*** Dataset excerpts

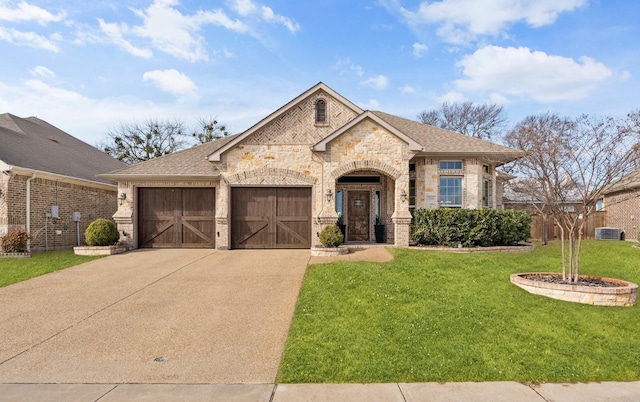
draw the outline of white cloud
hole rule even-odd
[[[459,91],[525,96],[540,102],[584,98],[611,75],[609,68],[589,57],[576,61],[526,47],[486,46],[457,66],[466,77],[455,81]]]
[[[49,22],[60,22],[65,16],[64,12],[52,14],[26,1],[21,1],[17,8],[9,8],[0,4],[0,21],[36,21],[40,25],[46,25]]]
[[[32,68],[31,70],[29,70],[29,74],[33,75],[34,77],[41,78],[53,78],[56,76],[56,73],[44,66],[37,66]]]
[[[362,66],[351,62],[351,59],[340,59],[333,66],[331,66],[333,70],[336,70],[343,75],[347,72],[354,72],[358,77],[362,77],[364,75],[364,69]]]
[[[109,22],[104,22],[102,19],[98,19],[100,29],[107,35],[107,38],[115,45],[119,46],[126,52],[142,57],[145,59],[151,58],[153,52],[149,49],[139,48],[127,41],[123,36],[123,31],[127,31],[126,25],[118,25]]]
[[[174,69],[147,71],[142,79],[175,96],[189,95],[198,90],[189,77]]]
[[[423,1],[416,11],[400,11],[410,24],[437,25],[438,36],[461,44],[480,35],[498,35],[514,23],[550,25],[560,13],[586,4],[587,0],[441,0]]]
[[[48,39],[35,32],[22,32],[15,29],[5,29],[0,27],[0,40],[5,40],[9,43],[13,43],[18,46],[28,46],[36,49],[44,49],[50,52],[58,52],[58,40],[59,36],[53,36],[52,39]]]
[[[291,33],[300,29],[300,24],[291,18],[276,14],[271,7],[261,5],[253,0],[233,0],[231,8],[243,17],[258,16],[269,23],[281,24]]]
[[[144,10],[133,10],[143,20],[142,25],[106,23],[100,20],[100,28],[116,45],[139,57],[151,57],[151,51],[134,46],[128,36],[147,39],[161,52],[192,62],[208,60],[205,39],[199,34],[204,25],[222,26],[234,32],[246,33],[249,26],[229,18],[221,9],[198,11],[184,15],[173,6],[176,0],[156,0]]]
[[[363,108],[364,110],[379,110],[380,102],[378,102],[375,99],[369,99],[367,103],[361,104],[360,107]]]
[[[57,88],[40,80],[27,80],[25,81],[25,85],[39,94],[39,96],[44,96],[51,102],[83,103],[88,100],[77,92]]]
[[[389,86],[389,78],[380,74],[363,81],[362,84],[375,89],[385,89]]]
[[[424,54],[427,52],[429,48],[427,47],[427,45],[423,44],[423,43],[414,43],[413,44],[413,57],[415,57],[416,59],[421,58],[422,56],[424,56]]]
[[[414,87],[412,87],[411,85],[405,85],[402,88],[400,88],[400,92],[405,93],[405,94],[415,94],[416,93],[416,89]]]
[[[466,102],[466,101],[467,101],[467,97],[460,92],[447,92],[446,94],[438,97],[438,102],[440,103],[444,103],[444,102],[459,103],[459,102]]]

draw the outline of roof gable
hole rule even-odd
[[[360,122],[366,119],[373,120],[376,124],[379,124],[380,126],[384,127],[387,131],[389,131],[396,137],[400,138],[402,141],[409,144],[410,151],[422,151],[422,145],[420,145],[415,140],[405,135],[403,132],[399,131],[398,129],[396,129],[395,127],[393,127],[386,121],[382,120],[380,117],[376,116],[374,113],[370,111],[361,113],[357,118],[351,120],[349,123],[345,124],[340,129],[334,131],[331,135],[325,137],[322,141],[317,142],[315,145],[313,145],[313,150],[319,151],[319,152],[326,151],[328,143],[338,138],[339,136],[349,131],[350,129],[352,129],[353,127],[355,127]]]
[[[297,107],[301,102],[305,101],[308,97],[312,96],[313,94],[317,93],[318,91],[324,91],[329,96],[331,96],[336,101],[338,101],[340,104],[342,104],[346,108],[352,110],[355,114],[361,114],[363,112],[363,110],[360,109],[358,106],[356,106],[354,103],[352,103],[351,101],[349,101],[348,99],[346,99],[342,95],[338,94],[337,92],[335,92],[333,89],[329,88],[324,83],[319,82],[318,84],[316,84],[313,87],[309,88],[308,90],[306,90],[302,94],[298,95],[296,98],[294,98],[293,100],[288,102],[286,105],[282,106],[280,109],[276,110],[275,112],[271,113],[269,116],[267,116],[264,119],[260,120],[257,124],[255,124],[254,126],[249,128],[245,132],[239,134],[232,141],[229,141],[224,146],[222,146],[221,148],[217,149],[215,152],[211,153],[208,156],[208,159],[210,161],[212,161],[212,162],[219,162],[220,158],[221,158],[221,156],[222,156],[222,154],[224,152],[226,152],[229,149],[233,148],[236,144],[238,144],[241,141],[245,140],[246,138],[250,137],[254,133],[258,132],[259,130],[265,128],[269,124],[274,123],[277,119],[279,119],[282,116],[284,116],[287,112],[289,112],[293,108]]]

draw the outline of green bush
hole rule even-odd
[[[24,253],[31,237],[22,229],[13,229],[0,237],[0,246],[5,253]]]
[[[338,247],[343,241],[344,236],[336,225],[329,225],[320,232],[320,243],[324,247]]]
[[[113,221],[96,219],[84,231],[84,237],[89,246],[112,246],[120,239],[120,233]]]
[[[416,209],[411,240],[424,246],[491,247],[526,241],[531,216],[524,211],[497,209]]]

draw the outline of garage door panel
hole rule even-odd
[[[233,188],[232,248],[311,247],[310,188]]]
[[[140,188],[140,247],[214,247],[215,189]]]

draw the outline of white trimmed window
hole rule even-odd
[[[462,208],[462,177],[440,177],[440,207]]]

******
*** Dataset excerpts

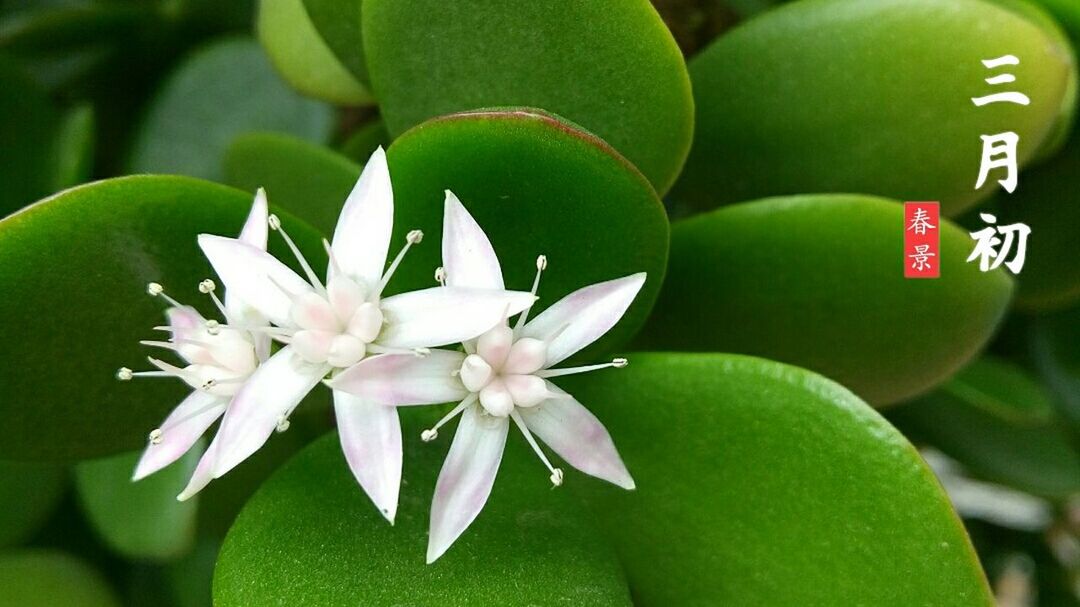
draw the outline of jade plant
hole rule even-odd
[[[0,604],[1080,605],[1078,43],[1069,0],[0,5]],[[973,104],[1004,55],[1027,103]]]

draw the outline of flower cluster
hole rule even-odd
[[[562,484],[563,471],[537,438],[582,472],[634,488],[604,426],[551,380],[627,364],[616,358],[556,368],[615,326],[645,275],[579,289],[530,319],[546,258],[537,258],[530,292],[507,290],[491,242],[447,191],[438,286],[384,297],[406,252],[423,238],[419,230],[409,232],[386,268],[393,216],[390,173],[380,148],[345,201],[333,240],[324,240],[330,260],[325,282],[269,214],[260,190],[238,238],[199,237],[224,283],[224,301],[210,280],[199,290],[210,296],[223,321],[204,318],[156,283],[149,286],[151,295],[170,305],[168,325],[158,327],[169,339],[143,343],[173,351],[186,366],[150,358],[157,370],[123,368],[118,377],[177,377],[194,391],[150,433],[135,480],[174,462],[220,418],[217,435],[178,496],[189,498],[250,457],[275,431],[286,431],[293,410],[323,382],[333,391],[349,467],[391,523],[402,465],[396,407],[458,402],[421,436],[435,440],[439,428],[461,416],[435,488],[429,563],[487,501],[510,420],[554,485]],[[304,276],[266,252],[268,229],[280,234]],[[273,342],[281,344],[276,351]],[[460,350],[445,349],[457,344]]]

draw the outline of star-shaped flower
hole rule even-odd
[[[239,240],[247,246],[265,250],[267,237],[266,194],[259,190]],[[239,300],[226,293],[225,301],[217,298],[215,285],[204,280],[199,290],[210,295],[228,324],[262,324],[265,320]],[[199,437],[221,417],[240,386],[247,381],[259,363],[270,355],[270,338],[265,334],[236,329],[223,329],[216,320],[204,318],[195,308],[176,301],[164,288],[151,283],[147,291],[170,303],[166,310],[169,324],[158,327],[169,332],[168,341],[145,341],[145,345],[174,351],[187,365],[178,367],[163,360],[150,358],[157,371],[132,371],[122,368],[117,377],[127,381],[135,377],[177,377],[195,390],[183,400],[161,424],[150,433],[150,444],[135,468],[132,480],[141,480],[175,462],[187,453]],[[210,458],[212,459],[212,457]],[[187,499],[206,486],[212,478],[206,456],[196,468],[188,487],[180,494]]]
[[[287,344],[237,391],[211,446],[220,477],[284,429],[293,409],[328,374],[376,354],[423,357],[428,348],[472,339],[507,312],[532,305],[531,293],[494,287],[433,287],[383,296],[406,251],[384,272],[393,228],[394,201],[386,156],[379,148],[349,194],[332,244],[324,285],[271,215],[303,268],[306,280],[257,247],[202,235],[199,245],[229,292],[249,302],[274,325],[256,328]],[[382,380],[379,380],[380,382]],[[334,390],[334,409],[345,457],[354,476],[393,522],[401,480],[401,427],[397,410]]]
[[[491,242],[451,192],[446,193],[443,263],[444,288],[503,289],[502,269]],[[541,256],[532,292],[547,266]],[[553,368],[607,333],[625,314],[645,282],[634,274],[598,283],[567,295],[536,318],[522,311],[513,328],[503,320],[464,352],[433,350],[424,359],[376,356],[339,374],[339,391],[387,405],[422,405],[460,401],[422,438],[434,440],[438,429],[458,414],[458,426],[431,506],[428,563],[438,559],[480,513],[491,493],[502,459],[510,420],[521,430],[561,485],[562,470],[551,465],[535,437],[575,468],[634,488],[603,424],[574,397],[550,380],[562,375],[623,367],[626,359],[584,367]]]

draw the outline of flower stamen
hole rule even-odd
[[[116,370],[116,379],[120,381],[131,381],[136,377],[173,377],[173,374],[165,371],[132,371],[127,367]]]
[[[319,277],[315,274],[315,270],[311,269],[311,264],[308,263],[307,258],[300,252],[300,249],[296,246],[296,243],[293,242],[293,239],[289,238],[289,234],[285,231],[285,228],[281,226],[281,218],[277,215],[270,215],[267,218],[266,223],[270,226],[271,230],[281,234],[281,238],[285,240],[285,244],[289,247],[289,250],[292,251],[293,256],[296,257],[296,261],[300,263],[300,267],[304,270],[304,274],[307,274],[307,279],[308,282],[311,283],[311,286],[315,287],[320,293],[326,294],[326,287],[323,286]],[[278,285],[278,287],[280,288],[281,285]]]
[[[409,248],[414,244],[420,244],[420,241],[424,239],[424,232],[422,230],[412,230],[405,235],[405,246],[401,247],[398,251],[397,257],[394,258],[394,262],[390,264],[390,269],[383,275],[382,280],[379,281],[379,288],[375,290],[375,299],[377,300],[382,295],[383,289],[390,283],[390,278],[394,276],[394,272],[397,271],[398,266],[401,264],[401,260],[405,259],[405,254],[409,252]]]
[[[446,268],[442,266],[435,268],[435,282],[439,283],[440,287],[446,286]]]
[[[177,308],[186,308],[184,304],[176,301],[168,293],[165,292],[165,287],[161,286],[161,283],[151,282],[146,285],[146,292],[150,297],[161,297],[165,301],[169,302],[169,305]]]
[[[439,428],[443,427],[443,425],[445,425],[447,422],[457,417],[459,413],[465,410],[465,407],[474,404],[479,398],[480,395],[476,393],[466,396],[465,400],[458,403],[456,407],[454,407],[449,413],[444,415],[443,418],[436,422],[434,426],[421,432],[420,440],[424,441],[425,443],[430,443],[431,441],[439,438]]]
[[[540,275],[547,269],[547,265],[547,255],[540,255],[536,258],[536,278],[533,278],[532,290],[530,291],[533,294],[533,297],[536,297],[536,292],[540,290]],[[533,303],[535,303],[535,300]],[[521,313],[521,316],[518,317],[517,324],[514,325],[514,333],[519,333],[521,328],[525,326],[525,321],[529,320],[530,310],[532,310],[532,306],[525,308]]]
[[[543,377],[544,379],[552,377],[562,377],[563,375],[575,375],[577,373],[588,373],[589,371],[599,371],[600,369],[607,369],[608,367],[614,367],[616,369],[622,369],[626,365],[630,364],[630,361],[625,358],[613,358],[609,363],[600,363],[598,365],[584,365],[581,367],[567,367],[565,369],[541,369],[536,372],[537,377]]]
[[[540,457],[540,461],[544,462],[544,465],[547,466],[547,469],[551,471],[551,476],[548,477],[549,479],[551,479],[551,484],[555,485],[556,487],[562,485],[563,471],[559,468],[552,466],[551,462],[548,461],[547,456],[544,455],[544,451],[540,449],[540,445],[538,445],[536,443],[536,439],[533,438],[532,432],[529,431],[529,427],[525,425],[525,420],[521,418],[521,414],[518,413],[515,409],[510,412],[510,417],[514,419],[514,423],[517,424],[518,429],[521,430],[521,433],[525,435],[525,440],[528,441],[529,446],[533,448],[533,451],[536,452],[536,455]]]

******

Exercise description:
Every line of the entries that includes "flower" must be copied into the answer.

Problem solution:
draw the outline of flower cluster
draw the outline of star-shaped flower
draw the outline of flower stamen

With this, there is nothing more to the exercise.